**PROBLEM TO SOLVE**
Exactly the lines from the line containing "draw the outline of puppy's head;" through the last line of the entries below should appear in the answer, reproduced verbatim.

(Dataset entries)

◆ ◆ ◆ ◆ ◆ ◆ ◆

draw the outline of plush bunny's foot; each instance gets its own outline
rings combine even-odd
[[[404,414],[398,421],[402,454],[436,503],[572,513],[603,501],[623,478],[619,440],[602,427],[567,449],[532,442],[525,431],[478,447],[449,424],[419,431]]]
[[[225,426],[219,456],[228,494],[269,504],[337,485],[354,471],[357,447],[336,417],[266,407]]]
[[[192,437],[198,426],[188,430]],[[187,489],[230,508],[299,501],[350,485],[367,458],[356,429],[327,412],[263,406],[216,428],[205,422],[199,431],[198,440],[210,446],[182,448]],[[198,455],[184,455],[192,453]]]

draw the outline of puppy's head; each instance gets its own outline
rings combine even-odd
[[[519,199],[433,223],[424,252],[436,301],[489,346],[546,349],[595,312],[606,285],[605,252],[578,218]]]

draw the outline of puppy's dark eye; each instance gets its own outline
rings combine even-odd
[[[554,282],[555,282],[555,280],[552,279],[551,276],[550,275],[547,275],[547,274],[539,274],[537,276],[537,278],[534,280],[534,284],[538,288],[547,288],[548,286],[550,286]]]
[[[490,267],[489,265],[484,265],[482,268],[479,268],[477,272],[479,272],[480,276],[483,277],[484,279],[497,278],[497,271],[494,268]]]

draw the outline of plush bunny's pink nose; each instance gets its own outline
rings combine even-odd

◆ ◆ ◆ ◆ ◆ ◆ ◆

**RESPONSE BOX**
draw the outline of puppy's head; each instance gets its own outline
rings combine even-odd
[[[519,199],[433,223],[424,252],[436,301],[489,346],[546,349],[595,312],[606,285],[605,252],[578,218]]]

draw the outline of puppy's dark eye; each instance gets its own outline
rings combine even-odd
[[[554,282],[555,282],[555,280],[552,279],[551,276],[550,275],[547,275],[547,274],[539,274],[537,276],[537,278],[534,280],[534,284],[538,288],[547,288],[548,286],[550,286]]]
[[[490,267],[489,265],[484,265],[482,268],[479,268],[477,272],[479,272],[480,276],[483,277],[484,279],[497,278],[497,271],[494,268]]]

draw the outline of plush bunny's pink nose; each instance gets its own outline
rings combine even-odd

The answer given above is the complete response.